Written task 1:
Retype the part of the forum thread on racial ability caps from "To get the ball" up to and including "less out of it?", keeping every word and mark as it appears.

# Forum > Gaming > Roleplaying Games > D&D 5e/Next >  Balancing Race Ability Caps

## TyGuy

It comes up in the threads discussing D&D races, race ability scores, and the past & new direction of races. 

Race ability score caps. They sound horrible to many (most? probably), but I like the concept. The more it comes up, the more I consider implementing them in a future game. 

So this thread is for those who are curious or interested in discussing the implementation and balancing of racial ASI caps.

To get the ball rolling. My first inclination is to start with a few obvious tweaks. Examples include goliath strength capped at 22 instead of 20. I already kept the penalties to kobold strength and orc intelligence, and I'm thinking they could be capped at 18. 
Not every race needs one or more 20-caps adjusted in my opinion. Not every race really needed a +2/+1 in the first place, but that was the standard baseline. Here's something I'm not so sure of. Going past 18-22 thresholds. How does that work with bounded accuracy? Is a 16 or 24 cap a bridge too far? My first impression is yes. 
Then there's +2 / 22-cap books. Should they be adjusted to increase a PC's cap by 2 so an 18 becomes 20 or a 22 becomes 24? Or keep it static and an 18-cap race gets more out of it and a 22-cap race gets less out of it?

----------


## False God

Personally, I dislike racial caps.

But for simplicity, I'd just make the cap the racial modifiers.  IE: Elves have a Dex cap of 22, instead of a +2 dex.

Entries:

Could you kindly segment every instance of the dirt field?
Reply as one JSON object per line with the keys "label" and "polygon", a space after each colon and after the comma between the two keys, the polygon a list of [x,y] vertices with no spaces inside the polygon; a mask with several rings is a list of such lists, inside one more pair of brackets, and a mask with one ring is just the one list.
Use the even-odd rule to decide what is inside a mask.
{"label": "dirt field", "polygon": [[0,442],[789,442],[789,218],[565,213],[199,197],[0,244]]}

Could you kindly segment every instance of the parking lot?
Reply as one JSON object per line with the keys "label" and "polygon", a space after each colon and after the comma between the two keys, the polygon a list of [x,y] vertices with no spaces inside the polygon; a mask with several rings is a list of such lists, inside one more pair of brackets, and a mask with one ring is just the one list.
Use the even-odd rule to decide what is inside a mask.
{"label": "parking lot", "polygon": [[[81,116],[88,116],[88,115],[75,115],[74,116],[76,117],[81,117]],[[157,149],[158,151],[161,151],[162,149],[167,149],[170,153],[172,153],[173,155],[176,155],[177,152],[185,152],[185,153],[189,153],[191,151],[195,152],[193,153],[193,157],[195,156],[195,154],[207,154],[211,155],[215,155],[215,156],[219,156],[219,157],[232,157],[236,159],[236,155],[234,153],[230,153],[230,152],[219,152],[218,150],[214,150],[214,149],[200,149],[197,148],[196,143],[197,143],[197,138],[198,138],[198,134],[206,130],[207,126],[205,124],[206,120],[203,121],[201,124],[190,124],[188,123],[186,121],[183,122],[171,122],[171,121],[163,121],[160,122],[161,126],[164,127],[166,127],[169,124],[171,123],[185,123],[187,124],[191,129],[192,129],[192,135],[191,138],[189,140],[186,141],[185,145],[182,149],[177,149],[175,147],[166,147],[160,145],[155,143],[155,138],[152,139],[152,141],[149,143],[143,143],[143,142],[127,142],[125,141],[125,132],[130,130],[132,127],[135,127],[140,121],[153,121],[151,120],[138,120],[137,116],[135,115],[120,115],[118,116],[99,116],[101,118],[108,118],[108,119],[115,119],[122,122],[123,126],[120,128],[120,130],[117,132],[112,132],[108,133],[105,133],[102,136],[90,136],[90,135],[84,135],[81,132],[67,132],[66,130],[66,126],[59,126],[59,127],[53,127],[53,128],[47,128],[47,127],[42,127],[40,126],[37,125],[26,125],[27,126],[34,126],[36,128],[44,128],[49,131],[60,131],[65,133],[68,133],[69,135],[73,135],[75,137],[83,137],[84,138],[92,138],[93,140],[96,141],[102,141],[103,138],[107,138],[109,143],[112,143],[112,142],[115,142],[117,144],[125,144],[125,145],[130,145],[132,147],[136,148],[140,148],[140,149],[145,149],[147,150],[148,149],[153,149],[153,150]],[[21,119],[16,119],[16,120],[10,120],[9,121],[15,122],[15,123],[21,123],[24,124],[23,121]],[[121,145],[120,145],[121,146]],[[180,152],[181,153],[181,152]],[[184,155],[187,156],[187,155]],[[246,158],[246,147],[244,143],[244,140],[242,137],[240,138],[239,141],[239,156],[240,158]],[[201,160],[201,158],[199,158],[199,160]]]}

Written task 2:
Find every line in the records that contains the string "kindly" and copy each of those lines in full. Case counts.

Exercise result 1:
To get the ball rolling. My first inclination is to start with a few obvious tweaks. Examples include goliath strength capped at 22 instead of 20. I already kept the penalties to kobold strength and orc intelligence, and I'm thinking they could be capped at 18. 
Not every race needs one or more 20-caps adjusted in my opinion. Not every race really needed a +2/+1 in the first place, but that was the standard baseline. Here's something I'm not so sure of. Going past 18-22 thresholds. How does that work with bounded accuracy? Is a 16 or 24 cap a bridge too far? My first impression is yes. 
Then there's +2 / 22-cap books. Should they be adjusted to increase a PC's cap by 2 so an 18 becomes 20 or a 22 becomes 24? Or keep it static and an 18-cap race gets more out of it and a 22-cap race gets less out of it?

Exercise result 2:
Could you kindly segment every instance of the dirt field?
Could you kindly segment every instance of the parking lot?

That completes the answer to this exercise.